**FRAGMENTO PROPORCIONADO**.
Este año trae consigo un milagro: por primera vez será posible proclamar, sin miedo a pasar por un amargado, que odias los jerséis de renos y guirnaldas, los belenes con Fernando Simón de Jesusito en un pesebre y las reuniones con gente a la que quieres, pero no soportas. En definitiva, que la Navidad es un entretiempo de urticaria, y más cuando la banda sonora es el puto villancisco de Mariah Carey. Y es que el Grinch también se ha empoderado, toma las riendas del consumo y señala con el dedo largo a aquellos que se comen la fruta escarchada del roscón, compran un abeto que tiran junto a las cáscaras de mandarina y vuelven a casa. Porque pocos vuelven, y si lo hacen es con una PCR de regalo del hombre invisible, ¡a Belén pastores!
Pero ¿cuál es el perfil del enemigo de los polvorones sin agua y la chimenea chisporroteando? Sabemos que no tiene la cara de un duende verde. Ni siquiera gruñe o se come a los cachorros de pomerania. Simplemente es incapaz de entender el emoji de la interrogación dentro de un recuadro, se niega a colgar las luces en noviembre y desenchufarlas a finales de junio, maldice a la monarquía y bebe zumos naturales coronados con una rama de apio. En definitiva, es un duende sin atributos ni descendencia, y el pasado, el presente y lo de más allá le motivan lo mismo que hacer la cola en Doña Manolita.
Incluso con su retrato robot en la nevera resulta muy difícil de localizar. Ahí podría estar, o no. Incluso tú podrías formar parte de su ejército en algún momento, sobre todo pasados los 50. La cuestión es que se ha librado del estigma de Ebenezer Scrooge y los gremlins, y propaga la única enfermedad que debe unirnos cuando el mundo flota entre familias: estamos aquí para algo más que para pensar en nosotros mismos, solos, con campanadas de fondo o en el silencio de la nieve al caer. Y así la Navidad tiene sentido sin Mariah.

**DATOS EN BRUTO**.
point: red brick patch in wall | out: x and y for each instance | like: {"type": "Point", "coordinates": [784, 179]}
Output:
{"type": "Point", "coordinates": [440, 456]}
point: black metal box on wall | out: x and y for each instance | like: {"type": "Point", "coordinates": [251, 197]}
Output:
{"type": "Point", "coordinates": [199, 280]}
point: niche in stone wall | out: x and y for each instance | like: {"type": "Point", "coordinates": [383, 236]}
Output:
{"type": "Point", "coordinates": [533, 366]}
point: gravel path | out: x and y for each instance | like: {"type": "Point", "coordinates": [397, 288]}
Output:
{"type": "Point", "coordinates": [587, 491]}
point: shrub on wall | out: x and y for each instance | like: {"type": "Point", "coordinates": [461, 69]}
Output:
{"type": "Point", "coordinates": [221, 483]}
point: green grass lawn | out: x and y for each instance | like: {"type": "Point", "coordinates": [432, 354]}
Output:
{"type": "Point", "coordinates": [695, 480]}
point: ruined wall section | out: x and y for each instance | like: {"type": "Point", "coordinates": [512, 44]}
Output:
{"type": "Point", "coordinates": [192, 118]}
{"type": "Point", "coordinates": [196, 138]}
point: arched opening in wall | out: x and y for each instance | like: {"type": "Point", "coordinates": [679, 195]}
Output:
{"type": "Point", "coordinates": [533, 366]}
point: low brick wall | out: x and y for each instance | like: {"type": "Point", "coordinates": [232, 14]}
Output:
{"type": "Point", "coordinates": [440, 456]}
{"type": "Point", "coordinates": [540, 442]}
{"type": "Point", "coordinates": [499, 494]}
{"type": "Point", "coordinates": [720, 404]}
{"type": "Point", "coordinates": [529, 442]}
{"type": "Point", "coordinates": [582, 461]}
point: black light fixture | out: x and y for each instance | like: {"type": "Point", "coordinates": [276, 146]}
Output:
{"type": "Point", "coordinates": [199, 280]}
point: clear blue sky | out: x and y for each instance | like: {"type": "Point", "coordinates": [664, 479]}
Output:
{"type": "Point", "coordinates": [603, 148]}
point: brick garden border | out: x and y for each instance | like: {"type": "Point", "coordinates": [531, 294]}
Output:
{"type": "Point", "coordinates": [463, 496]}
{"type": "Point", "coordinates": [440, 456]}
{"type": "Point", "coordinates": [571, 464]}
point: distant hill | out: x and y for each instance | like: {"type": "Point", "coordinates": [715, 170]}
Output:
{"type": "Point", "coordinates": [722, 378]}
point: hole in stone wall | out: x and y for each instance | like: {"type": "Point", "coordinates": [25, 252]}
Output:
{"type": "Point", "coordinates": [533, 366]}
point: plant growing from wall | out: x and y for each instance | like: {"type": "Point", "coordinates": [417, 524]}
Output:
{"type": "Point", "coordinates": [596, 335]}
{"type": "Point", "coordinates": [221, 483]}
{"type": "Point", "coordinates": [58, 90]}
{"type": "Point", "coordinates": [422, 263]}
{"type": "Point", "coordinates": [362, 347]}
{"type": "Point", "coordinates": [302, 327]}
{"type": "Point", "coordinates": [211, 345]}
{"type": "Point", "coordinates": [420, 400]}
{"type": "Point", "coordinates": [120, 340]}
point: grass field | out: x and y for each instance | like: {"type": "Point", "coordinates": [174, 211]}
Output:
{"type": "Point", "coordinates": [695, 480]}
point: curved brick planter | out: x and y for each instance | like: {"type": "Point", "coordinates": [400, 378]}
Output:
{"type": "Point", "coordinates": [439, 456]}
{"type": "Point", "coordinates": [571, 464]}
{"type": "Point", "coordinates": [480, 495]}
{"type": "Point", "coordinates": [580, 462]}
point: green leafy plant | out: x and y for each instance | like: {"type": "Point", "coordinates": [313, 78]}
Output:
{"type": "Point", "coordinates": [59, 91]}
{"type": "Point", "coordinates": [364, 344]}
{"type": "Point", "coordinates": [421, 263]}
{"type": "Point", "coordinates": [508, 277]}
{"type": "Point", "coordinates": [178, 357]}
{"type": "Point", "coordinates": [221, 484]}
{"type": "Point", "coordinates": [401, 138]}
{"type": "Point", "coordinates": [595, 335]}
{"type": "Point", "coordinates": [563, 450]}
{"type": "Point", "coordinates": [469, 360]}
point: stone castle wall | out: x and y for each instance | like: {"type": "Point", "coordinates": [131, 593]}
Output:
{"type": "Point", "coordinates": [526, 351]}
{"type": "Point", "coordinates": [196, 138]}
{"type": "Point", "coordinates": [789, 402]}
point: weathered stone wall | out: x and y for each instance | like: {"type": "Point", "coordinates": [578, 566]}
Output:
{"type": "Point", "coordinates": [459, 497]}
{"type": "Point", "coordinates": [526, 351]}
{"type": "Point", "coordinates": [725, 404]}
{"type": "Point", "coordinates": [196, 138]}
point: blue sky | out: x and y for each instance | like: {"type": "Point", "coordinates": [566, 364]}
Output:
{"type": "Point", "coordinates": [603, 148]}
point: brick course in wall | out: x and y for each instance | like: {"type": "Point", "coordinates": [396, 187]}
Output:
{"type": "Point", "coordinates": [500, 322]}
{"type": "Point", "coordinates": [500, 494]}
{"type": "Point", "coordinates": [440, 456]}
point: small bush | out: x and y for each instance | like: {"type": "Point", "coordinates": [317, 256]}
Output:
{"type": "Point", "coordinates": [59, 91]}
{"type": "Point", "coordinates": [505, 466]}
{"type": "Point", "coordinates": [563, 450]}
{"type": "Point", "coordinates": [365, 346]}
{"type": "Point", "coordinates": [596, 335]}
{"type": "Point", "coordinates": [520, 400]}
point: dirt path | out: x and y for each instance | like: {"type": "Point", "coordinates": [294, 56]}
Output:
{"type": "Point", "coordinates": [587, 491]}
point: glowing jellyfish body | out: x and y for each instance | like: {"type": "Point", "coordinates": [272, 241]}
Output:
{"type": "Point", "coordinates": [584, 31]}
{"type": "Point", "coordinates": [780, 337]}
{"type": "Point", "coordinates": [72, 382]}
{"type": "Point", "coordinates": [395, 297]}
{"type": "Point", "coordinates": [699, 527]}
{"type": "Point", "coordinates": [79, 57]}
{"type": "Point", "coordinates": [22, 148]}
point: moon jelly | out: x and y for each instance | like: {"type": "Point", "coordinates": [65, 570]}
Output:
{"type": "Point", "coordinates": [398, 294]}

**PARTES DEL EJERCICIO**.
1: Resume el texto sobre la Navidad en dos oraciones.
2: Cita del texto sobre la Navidad todo lo que va desde "Incluso con su" hasta "sentido sin Mariah.".
Los ítems no tienen relación con el texto sobre la Navidad.

**RESPUESTAS**.
1: Según el texto, este año por fin se puede decir sin parecer un amargado que se odia la Navidad, y el Grinch también se ha empoderado. Ese enemigo de la Navidad es muy difícil de localizar, se ha librado del estigma de Ebenezer Scrooge y propaga la idea de que estamos aquí para algo más que para pensar en nosotros mismos.

2:
Incluso con su retrato robot en la nevera resulta muy difícil de localizar. Ahí podría estar, o no. Incluso tú podrías formar parte de su ejército en algún momento, sobre todo pasados los 50. La cuestión es que se ha librado del estigma de Ebenezer Scrooge y los gremlins, y propaga la única enfermedad que debe unirnos cuando el mundo flota entre familias: estamos aquí para algo más que para pensar en nosotros mismos, solos, con campanadas de fondo o en el silencio de la nieve al caer. Y así la Navidad tiene sentido sin Mariah.